Provided text |
Growing up in different countries and with different national identities (Brazilian, American, Canadian) caused me to gravitate towards Cultural Studies because I sensed my cultural identities were paradoxical in nature sometimes. These feelings became an important factor in my efforts to untwist and unravel the way cultural formations were organized because I was already expecting ambivalences and ambiguities in collective customs. My own life had been formed on the basis of various ambivalences and ambiguities, and my preferences and allegiances had changed constantly as I was growing up. For example, I always wondered what it would have been like if I could have worked for the CIA like my American cousin, but being Brazilian meant I also felt committed to protecting Brazilian wellbeing. If I worked for the CIA, I might be asked to do something that I would consider unethical. Brazil, on the other hand, does not have a CIA, but, even if they did, I would find it just as uncomfortable to be in a position that might require spying on Americans.

Consequently, totalizing definitions of culture are disrupted for me on a daily basis. The idea of having a national culture is complicated by the simple fact that my inheritance is multinational to begin with, and if it is multinational, it can’t be national in the sense of belonging to one nation or one country. This comes close to living in a parallel world. Living on the edge of different cultural assemblages and engaging with Americans, Brazilians, and Canadians makes even small everyday practices sometimes difficult to navigate. For example, a cup of coffee does not mean the same thing to me as it does to an American or Brazilian since I have experienced what a cup of coffee is in Brazil and what a cup of coffee is in the U.S. I have experienced the sharing of space and the feeling of belonging in a Starbucks knowing simultaneously and firsthand the full extent of the cost of that cup of coffee because I have seen the laborers with their cracked hands and faces burnt from the sun working sunup to sundown making a penny a day.

I have had to acknowledge various contradictions as I was growing up, and the struggle with my own dislocation and the questions of identity have been a constant. Creative writing and reading theorists such as Edward Said, Gayatri Spivak, and Homi Bhabha have both played a large part in my understanding and recognizing of potential benefits that exist within interstitial spaces, spaces that have been shaped by the ambiguities and ambivalences of culture. The cost of these spaces only being known to people that have experienced conflicted identities. By having to use multiple language systems and cultural codes, I have personally gone through stages where language and culture both enabled communication and blocked communication. This made it possible for me to recognize interstitial spaces as a place for paradox. A place where the seduction of culture can be viewed and identified.

Data for processing |
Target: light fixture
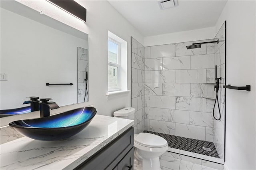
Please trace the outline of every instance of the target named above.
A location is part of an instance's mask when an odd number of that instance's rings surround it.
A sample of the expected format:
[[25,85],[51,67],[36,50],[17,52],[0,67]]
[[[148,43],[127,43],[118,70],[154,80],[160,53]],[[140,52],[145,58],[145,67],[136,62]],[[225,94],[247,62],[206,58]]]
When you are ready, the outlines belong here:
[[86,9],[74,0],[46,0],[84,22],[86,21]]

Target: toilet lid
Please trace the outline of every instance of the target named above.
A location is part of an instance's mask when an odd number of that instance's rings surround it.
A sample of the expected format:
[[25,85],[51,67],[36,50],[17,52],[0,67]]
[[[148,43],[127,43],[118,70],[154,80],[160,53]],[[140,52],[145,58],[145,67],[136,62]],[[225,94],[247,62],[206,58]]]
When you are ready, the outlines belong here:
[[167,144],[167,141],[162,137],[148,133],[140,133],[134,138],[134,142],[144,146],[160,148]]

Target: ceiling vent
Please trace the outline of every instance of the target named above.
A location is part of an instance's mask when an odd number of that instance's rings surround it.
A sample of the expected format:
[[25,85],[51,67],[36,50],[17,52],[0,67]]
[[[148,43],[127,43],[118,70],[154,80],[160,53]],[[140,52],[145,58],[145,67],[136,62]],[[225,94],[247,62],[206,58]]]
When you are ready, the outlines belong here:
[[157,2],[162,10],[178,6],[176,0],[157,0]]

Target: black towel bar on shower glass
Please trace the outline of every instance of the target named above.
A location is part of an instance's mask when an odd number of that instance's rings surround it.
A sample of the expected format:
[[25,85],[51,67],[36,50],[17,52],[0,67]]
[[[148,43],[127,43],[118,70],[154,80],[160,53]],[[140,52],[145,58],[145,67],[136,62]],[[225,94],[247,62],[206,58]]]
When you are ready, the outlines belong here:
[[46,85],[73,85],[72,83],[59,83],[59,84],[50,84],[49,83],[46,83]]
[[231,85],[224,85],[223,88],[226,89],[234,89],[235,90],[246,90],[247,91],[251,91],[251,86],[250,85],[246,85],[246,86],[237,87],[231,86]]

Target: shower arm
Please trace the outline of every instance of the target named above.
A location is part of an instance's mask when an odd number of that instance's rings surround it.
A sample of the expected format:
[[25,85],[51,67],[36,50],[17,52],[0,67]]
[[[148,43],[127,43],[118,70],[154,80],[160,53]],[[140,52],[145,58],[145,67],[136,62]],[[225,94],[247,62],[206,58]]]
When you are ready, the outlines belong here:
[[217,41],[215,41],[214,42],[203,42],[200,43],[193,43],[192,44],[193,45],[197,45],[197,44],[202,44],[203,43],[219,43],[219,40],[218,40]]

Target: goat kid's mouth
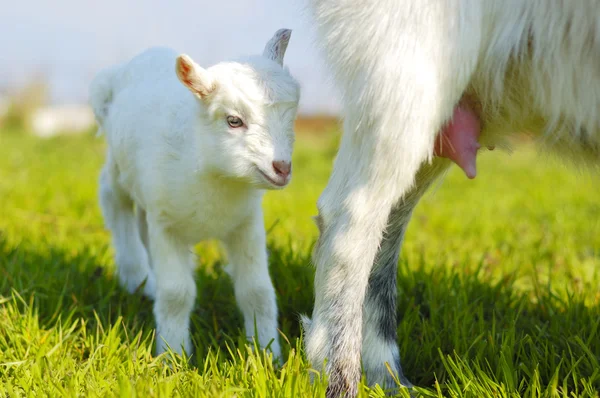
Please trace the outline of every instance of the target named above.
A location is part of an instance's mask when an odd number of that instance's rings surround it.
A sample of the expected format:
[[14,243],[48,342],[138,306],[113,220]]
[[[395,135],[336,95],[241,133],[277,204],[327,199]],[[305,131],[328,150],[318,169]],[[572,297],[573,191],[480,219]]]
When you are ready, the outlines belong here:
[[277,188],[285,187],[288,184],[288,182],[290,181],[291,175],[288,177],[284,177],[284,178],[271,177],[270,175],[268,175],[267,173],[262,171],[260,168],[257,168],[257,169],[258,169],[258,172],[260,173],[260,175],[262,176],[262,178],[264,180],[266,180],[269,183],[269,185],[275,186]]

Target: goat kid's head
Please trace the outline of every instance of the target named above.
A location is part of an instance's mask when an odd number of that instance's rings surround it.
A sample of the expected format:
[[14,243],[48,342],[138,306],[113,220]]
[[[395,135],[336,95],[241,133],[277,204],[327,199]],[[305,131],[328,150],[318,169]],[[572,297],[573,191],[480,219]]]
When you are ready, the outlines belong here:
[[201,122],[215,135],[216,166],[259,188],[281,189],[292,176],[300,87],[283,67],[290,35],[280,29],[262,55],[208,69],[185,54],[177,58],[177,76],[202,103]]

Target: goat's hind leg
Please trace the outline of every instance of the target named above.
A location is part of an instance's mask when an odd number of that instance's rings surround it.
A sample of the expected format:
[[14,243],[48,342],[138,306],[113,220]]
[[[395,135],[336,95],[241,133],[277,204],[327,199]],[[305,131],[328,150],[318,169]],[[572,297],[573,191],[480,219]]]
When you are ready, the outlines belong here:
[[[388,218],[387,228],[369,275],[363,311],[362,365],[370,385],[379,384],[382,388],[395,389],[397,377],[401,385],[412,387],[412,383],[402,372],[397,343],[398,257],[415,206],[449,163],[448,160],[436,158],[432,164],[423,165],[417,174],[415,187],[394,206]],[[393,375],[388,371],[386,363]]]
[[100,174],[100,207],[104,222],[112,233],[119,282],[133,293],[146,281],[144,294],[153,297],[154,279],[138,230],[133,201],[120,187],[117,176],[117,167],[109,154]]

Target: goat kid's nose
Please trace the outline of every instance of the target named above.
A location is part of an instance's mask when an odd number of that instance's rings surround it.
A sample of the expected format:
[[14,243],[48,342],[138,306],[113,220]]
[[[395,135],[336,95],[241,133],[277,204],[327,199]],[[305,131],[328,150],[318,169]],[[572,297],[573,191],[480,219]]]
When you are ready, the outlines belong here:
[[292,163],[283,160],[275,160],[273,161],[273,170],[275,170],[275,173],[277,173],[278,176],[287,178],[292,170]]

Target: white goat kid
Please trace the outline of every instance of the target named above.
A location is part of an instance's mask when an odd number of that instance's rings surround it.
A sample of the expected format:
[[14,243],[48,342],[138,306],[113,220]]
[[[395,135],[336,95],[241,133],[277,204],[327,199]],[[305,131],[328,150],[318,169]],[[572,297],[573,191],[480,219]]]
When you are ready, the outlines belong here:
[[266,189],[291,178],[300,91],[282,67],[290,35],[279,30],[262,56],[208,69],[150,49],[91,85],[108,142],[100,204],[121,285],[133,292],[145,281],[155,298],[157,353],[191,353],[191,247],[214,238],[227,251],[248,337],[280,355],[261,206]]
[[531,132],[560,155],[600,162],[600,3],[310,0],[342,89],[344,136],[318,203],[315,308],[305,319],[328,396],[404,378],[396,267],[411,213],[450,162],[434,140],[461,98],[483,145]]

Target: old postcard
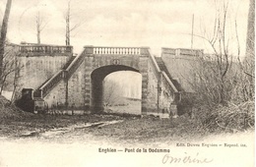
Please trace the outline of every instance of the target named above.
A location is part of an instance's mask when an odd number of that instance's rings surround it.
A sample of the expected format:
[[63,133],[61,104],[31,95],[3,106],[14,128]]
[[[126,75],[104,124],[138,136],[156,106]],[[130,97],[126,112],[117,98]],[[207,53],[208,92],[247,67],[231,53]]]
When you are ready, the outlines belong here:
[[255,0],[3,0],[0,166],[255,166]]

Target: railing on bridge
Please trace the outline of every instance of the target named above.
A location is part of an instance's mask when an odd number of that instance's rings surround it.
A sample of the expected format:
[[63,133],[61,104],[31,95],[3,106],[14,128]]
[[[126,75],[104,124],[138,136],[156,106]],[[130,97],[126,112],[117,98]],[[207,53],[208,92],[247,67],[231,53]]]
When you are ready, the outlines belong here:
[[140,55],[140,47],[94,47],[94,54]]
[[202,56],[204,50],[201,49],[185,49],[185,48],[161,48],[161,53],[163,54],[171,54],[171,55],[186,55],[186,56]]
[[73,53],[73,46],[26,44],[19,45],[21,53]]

List of tasks |
A – Quote the entries from their first line through the line containing "[[86,9],[74,0],[46,0],[84,22],[86,21]]", leaving out the picture.
B – Write what comes next in the essay on cultural identity, picking up after its last sentence.
The essay on cultural identity has no connection to the entries.

Results for each task |
A –
Target: light fixture
Please trace the outline of every instance of the target named above.
A location is part of an instance's mask when an odd number of that instance's rings surround it.
A sample of the expected format:
[[25,85],[51,67],[36,50],[17,52],[0,67]]
[[[148,43],[127,43],[118,70],[154,80],[160,53]],[[140,52],[145,58],[145,67],[136,62]],[[225,94],[247,62],[206,58]]]
When you are ready, the outlines belong here:
[[86,9],[74,0],[46,0],[84,22],[86,21]]

B –
Engaging on a daily basis within interstitial spaces and outside of normal boundaries – at least from the perspective of being a “local” -- has made it apparent to me that culture and identity are processes that sometimes contradict each other, creating a complex web within and amongst societies with ambiguous and ambivalent breaks. For example, the American culture I was raised with sometimes contradicts my Canadian identity; for example, as a Canadian, I consider myself a socialist, yet socialism not only is viewed negatively in the U.S., but the word itself has a completely different connotation and historical-cultural background in the two countries.

The tentative direction my experiences, choices, and work have taken are that of refocusing sights outside of my own orbit to help build a new intellectual genealogy that can potentially nourish the goal of promoting practices that empower marginalized peoples. The need to de-hegemonize my position, question cultural practices, and open up a discursive space for mongrel or hybrid texts has been a concern that developed over the course of the CS program. My own dislocation and questions of identity have initiated the process, but recognizing the potential benefits that exist within interstitial spaces has taken this further. Identifying the location of entanglement in cultural and theoretical contradictions, reflecting on implications regarding perceptions, and interpreting frameworks has forced me, in a beneficial way, to question where I stand within the circles that engage the politics of knowledge and how I have myself been seduced by the promises offered in my cultural surroundings.

The decision to write about Hakani came from several angles at once but included two of the aspects previously mentioned: the idea of cultural complexity and the feeling that there existed a relationship between Hakani and its use as a source of status quo revival. My familiarity with Brazil and its peoples was obviously a factor in the decision-making process, but the study followed two separate concerns: first, that of intertextuality and critical engagement with the text and second, that of unmasking Hakani’s discourses located in a seductive space engaged with meaning -- an ideal location for altering structures of recognizability. Both concerns relate to the creation of cultural artifacts, in this case Hakani, and to the tracks that are left behind from the processes of production, dissemination, and consumption.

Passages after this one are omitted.